==== Input records
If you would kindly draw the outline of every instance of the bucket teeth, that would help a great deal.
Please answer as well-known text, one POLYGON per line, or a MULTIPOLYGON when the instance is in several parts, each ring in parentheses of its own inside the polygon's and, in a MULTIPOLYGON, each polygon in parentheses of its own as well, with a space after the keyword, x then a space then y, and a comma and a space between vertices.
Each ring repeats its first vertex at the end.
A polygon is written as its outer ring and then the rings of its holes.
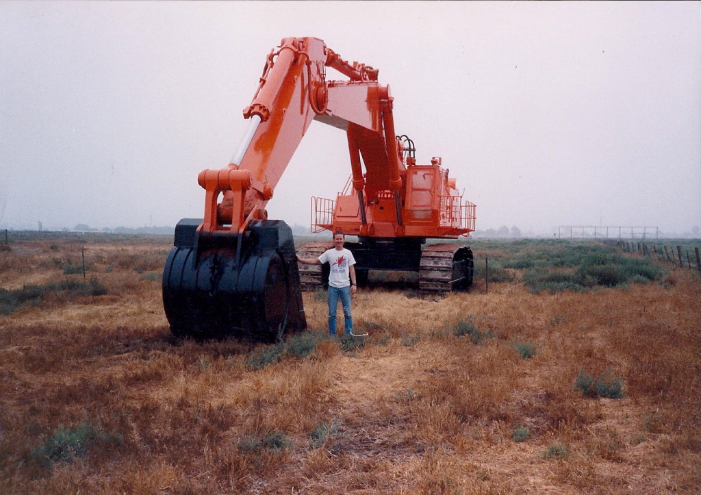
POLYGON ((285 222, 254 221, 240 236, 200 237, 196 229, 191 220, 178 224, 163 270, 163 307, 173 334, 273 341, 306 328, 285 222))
========
==== Input records
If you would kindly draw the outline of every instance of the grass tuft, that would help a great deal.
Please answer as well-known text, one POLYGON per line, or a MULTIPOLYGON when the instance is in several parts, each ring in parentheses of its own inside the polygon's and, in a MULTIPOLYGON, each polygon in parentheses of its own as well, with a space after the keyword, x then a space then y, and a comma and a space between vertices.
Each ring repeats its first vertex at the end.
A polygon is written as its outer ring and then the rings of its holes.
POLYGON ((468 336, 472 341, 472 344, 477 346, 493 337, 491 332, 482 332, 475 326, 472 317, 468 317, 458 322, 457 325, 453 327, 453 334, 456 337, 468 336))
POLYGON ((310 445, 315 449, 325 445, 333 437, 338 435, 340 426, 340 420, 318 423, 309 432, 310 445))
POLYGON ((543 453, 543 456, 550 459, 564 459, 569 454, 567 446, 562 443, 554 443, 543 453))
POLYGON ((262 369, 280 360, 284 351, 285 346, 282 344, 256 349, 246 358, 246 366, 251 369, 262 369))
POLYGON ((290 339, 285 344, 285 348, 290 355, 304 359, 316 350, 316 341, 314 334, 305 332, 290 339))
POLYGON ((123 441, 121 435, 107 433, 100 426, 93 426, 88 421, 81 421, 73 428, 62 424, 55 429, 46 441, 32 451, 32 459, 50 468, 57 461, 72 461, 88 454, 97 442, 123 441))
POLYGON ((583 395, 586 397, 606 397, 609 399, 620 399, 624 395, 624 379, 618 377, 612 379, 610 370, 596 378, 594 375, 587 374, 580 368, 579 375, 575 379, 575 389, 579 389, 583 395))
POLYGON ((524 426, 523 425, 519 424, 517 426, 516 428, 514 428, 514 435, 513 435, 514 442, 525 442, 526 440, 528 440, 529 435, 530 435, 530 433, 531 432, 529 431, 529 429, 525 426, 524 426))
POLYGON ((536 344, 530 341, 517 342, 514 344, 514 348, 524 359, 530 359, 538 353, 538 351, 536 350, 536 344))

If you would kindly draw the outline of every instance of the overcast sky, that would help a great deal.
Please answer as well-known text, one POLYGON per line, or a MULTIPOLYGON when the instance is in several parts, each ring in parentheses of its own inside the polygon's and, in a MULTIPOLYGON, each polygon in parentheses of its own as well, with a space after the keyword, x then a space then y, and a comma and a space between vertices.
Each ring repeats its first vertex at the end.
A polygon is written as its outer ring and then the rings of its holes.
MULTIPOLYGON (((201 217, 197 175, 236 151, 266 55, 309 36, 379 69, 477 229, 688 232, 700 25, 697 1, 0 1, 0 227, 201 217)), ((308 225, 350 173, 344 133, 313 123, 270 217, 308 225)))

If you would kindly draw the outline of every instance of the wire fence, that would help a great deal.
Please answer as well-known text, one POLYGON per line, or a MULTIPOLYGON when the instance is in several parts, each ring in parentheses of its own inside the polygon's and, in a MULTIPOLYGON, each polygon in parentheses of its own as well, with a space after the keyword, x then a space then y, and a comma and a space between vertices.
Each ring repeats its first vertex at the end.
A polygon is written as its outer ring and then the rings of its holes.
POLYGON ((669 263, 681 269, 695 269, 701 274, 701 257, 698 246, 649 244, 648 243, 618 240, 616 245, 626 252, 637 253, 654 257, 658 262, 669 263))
========
==== Input records
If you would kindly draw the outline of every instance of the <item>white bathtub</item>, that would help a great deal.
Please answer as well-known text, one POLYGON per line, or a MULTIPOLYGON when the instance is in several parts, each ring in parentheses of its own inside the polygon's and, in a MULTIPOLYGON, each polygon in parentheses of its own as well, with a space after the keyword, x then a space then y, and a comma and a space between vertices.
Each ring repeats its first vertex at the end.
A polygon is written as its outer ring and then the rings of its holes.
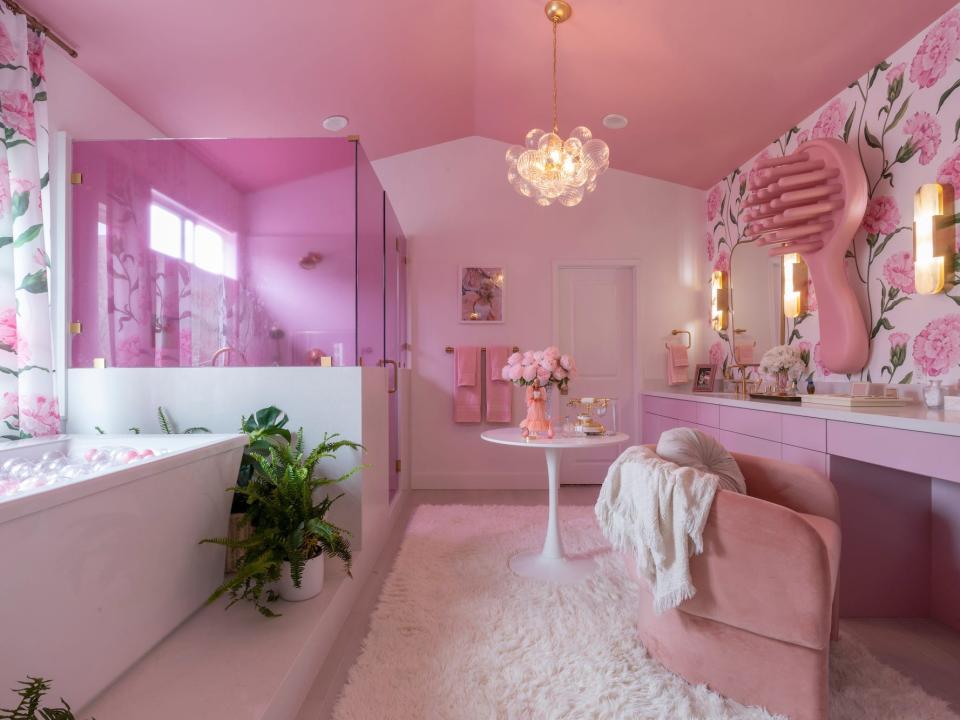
========
Instructions for the task.
Can you convert the material, starting with the line that contains "fence, that would help a great deal." and going on through the line that contains "POLYGON ((669 263, 681", into a JSON list of strings, one string per line with blank lines left out?

Exercise result.
[
  "If you would kindly draw the outline of every instance of the wire fence, that would help a great deal.",
  "Please answer as well-known text, one POLYGON per line, or a MULTIPOLYGON when the instance is in several parts, each ring in parentheses of its own inside the polygon's and, in a MULTIPOLYGON, each polygon in parentheses of its own as well, with a space after the keyword, x then a space then y, and a comma and a space between vertices.",
  "Each ring repeats its first vertex at the end.",
  "A polygon is written as its outer ring and then the rings of its holes.",
  "POLYGON ((669 263, 681 269, 695 269, 701 274, 701 257, 698 246, 649 244, 648 243, 618 240, 616 245, 626 252, 637 253, 654 257, 658 262, 669 263))"
]